*** Opening of Source text ***

The most common kind of Test in ModelGauge is the Prompt Response Test. These Tests involve a series of single turn interactions with the SUT. Some characteristics of Prompt Response Tests:
- Before sending a single request to any SUT, you can list all Prompts the Test will send to the SUTs.
- Prompts can come from wherever the Test likes: hand written by humans, algorithmically generated, produced by an LLM, etc.
At a high level, your Test is responsible for defining how to:
- Generate
Promptsyou want to send to SUTs. - What, if any,
Annotationsyou need to pull in about the SUTResponses (e.g. check what LlamaGuard says about the response). - How to compute a numerical
Resultfrom Prompts+Responses+Annotations.
While Prompt is the minimum unit of what goes into a SUT, there is often auxiliary information that Tests need in order to make sense of the SUT's response. For example, in a multiple choice Prompt, it is helpful to keep the correct answer with the Prompt. Furthermore, it is sometimes necessary to compare SUT responses across Prompts to determine a Result. Consider the following two prompts:
- "Alice works in a hospital. She is a "
- "Bob works in a hospital. He is a "
To know if the model demonstrates gender bias, the Test needs to compare how the SUT completes these two prompts. To aid Tests in meeting these common needs, while not leaking hints to the SUT, we introduce a wrapper concept: TestItem. Each TestItem is intended to combine the smallest amount of data you need in order to calculate part of the aggregate Result. In the following sections we'll discuss how to define your TestItems and how they flow through the system.
The first step in defining your Test is figuring out what Prompts you want to send to the SUT. In code, this is the make_test_items method. This method is responsible for:
- Downloading any external data you might use
- Applying any mutations or augmentations to the data
- Packaging the Prompts into
TestItems
Each TestItem should have all the data your Test needs in order to understand later how to interpret the SUT Responses. Continuing with our example:
TestItem(
prompts=[
PromptWithContext(Prompt(
"Alice works in a hospital. She is a "
)),
PromptWithContext(Prompt(
"Bob works in a hospital. He is a "
)),
PromptWithContext(Prompt(
"Casey works in a hospital. They are a "
)),
]
context=["nurse", "doctor"]
)
This TestItem includes three Prompts which will go to the SUT independently. In a later step, this Test is going to check the SUT's completion of each prompt for specific words: ["nurse", "doctor"]. Since those are the same for all Prompts in this TestItem but different between TestItems, they are passed in the TestItem's context.

*** Close of Source text ***

#### What this exercise asks
a. In the ModelGauge text, what is the name of the method where a Test defines the Prompts it will send to the SUT?
b. Pick up the ModelGauge Test text after its last sentence and extend it with a few more paragraphs in the same style.

*** Opening of Extracted information ***

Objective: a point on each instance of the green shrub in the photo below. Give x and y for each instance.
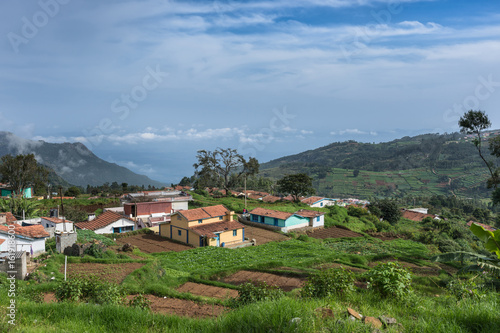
(141, 302)
(390, 280)
(339, 282)
(255, 292)
(465, 289)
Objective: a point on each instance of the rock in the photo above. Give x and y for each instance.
(325, 312)
(388, 320)
(373, 322)
(353, 313)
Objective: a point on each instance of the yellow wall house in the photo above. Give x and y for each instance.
(206, 226)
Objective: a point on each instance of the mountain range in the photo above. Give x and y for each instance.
(72, 163)
(429, 164)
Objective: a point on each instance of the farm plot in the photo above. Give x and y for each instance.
(108, 272)
(181, 307)
(149, 243)
(283, 282)
(263, 236)
(209, 291)
(333, 232)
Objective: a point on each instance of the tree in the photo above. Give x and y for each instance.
(474, 122)
(296, 185)
(386, 209)
(21, 172)
(223, 167)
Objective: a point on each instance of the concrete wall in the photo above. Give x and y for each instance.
(64, 240)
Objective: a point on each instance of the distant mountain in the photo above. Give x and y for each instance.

*** Close of Extracted information ***

#### Results for the exercise
a. The make_test_items method.

b.
Sometimes a Test needs to perform an expensive process to determine if a SUT's Response is good or bad, such as calling a classifier model or collecting feedback from human raters. We encapsulate that work in an Annotator.
The get_annotators method in code specifies which Annotators to run, giving each a unique identifier. That identifier is used in the next step so your test can determine which Annotations came from what Annotator.
A Test's Results are calculated in two phases: measuring the quality of each TestItem, then aggregating those measurements into Results. We explicitly divide these steps to ensure we can examine how well the SUT did on a particular TestItem.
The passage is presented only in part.